Kutipan Sumber:
Kata Bijak;

“Setiap manusia mempunyai kekuatan sejarah yang menyingkapkan masa lalunya. Sejarah telah mendudukkan kembali dalam ukuran yang lebih berat dan kokoh bagi yang bersangkutan dan beribu-ribu rahasia dari masa lalu terbit kembali dari lubuk yang tersembunyi dari cahaya matanya. Masih tidak ada sahabat yang tidak mengerti arti mimpi yang akan menjelma menjadi kenyataan sejarah satu saat nanti, karena terkadang masa lalu masih belum semua nampak. Banyak kekuatan yang agaknya belum kita ketahui”



-Friedrich Nietzsche

Sabtu, 12 November 2011

Gagalnya Reformasi Birokrasi

Rendahnya tingkat kepercayaan masyarakat terhadap system birokrasi pemerintah dapat diwajarkan, karena melihat dari sisi kemanusiaan yang begitu naïf. Dalam mendapatkan akses pelayanan public misalnya, penyedia akses pelayanan public tadi harus mempertimbangkan sisi kemanusiaan, ketika orang awam yang tingkat pendidikannya rendah, berada dalam golongan menengah ke bawah, kemudian memerlukan akses pelayanan darurat untuk pengurusan administrasi public, ini dapat menjadi salah satu pertimbangannya untuk sedikit memudahkan akses pelayanan public, tapi harus dalam konteks yang bersih dan sehat. Dapat dipastikan bahwa orang lebih memilih diam dan tidak mau repot dalam mendapatkan akses pelayanan public tadi, karena beranggapan sangat sulit dan terkesan terbelit-belit. Pada akhirnya muncul alternative-alternatif lain untuk mendapatkan akses pelayanan public yang lebih mudah dan beresiko pastinya, terutama jika menyangkut dengan hukum. Orang akan memanfaatkan hal-hal yang lebih instant dalam mendapatkan akses pelayanan public tadi, sector yang rentan terjadi adalah pada bidang kesehatan, pengurusan administrasi pubik, seperti pengurusan Kartu Tanda Penduduk (KTP), pengurusan Surat Izin Mengemudi (SIM), dan lain-lain. Modusnya seringkali atau bahkan memang dengan cara-cara kotor dan melanggar hukum, yang seperti membayar petugas (suap), menggelapkan asset Negara, menyelewengkan kewenangan, dan sebagainya. Hal ini dapat berakibat fatal pada perkembangan sumber daya manusia yang optimal, seolah-olah terkesan adanya pendidikan fiktif bahwa birokrasi tersebut harus dimanipulasi secara komprehensif pada semua bidang pelayanan public. Kemudian seperti apa mudahnya mendapatkan akses pelayanan public bagi orang-orang tertentu, misalnya pejabat, militer, dan orang-orang golongan menegah ke atas yang mempunyai kepentingan tertentu, terutama yang menyangkut dengan kepentingan elit politisi. Serta orang-orang yang mempunyai hubungan kerabat atau “relasi khusus” dengan orang-orang di atas tersebut. Hal tersebut di atas merupakan gambaran bagaimana carut-marutnya system birokrasi dalam akses pelayanan public.

Soal Latihan:
a: Jawab pertanyaan berikut berdasarkan tulisan tentang gagalnya reformasi birokrasi:
(i) Tanggal berapa yang tercantum tepat sebelum judul "Gagalnya Reformasi Birokrasi"?
(ii) Dua jenis pengurusan administrasi publik apa yang disebut beserta singkatannya?
(iii) Nama siapa yang tertera di bawah kata bijak?
b: Tuliskan lanjutan tulisan tentang gagalnya reformasi birokrasi, dimulai sesudah kalimat terakhirnya.

Isi Data:
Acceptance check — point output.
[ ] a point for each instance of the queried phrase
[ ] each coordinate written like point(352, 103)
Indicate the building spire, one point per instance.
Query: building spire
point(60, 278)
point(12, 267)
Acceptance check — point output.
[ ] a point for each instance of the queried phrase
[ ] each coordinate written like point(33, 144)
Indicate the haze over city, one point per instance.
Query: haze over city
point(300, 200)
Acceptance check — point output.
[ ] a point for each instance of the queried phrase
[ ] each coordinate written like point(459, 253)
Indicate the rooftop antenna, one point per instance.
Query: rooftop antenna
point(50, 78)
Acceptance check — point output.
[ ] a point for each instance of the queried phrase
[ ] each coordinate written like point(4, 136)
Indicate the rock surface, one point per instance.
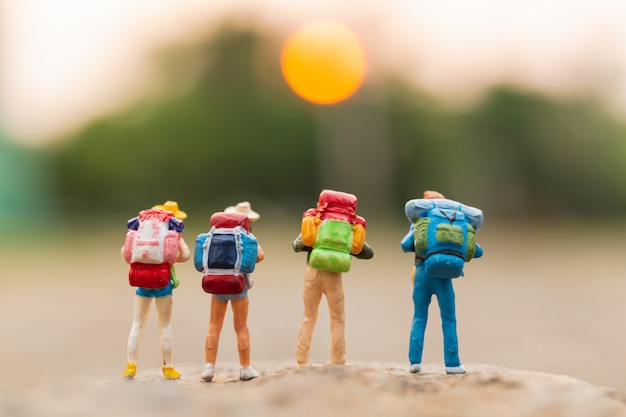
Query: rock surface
point(363, 389)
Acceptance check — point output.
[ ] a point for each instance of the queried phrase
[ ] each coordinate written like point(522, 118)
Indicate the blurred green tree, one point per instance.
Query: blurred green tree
point(225, 127)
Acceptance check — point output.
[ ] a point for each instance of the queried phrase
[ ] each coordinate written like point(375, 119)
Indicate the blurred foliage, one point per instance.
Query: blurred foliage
point(226, 128)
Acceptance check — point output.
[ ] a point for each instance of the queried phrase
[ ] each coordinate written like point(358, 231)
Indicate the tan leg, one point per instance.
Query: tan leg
point(240, 316)
point(140, 316)
point(216, 320)
point(164, 312)
point(311, 296)
point(333, 287)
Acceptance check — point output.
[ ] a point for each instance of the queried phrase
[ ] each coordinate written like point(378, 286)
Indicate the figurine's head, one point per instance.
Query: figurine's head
point(433, 194)
point(173, 207)
point(244, 207)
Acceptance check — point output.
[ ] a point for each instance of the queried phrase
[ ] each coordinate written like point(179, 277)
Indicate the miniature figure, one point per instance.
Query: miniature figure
point(226, 256)
point(442, 237)
point(331, 234)
point(153, 244)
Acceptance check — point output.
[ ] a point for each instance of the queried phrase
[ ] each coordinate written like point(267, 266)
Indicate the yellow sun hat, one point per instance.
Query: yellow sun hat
point(244, 207)
point(173, 207)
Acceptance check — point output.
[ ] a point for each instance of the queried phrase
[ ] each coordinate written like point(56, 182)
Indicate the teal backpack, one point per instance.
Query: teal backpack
point(445, 240)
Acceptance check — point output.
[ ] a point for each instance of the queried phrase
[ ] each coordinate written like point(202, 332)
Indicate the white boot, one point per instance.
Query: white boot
point(208, 373)
point(248, 373)
point(455, 370)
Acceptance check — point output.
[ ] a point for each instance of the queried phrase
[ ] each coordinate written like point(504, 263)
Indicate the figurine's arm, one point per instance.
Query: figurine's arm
point(260, 255)
point(366, 253)
point(183, 250)
point(408, 241)
point(479, 251)
point(299, 246)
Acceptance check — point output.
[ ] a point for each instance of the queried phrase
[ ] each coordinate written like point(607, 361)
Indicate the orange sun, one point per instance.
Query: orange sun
point(323, 62)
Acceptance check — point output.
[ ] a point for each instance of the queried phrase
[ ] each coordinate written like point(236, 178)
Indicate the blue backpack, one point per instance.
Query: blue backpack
point(444, 234)
point(225, 253)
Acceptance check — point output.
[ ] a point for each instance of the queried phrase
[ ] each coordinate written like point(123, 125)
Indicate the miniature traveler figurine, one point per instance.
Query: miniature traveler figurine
point(153, 244)
point(331, 234)
point(226, 255)
point(442, 237)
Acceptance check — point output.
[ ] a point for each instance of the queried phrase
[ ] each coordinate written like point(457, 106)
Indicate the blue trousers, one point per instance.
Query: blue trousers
point(424, 288)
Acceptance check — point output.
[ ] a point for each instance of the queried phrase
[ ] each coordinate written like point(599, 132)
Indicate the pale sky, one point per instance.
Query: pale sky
point(64, 61)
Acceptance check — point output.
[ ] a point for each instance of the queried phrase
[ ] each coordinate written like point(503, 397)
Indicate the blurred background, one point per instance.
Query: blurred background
point(518, 108)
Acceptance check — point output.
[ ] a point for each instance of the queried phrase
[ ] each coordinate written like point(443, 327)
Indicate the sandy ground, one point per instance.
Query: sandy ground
point(544, 303)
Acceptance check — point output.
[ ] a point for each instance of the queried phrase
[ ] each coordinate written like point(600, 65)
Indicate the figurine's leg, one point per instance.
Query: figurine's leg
point(218, 311)
point(422, 295)
point(240, 316)
point(333, 287)
point(311, 296)
point(140, 315)
point(445, 297)
point(164, 310)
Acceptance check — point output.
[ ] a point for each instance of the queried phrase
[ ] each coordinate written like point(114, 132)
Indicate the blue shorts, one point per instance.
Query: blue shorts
point(156, 292)
point(231, 297)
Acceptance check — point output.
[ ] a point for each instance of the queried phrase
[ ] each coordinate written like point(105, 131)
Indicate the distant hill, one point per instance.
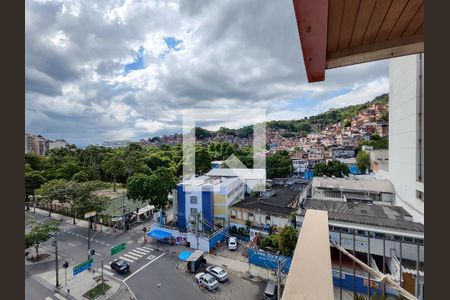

Hasil Latihan:
a:
(i) Sabtu, 12 November 2011
(ii) Kartu Tanda Penduduk (KTP) dan Surat Izin Mengemudi (SIM)
(iii) Friedrich Nietzsche

b:
Jika melihat kebelakang maka perjalanan bangsa ini dalam membenahi dirinya dalam hal reformasi birokrasi sebenarnya cukup panjang dan melelahkan. Pada saat orde lama dan orde baru, keberadaan birokrasi disalahartikan oleh penguasa, yang pada akhirnya birokrasi dijadikan tunggangan untuk tetap mempertahankan kekuasaan.
Tahun 1998 seharusnya menjadi tonggak berdirinya sebuah kepemerintahan baru yang mampu menciptakan kesejahteraan umum bagi masyarakat. Berawal dari naiknya harga kebutuhan pokok, sampai langkanya minyak tanah, bahkan harga minyak tanah yang seharusnya dapat disesuaikan oleh kantong rakyat malah melebihi harga bahan bakar premium kendaran bermotor. Suatu hal yang ironis memang. Dan ini tidak sekedar menjadi pekerjaan rumah bagi para wakil rakyat yang konon lebih mementingkan meng-amandemen UUD dari pada memikirkan keadaan rakyat yang sedang mengalami kelaparan akibat terhimpitnya perekonomian keluarga, tetapi menjadi tanggung jawab dunia akhirat bagi mereka. Semenjak reformasi bergulir, gaung reformasi birokrasi telah menjadi agenda bersama dalam mengatasi krisis saat itu, namun justru reformasi birokrasi masih tertinggal jauh dibandingkan dengan reformasi politik dan reformasi perundang-undangan.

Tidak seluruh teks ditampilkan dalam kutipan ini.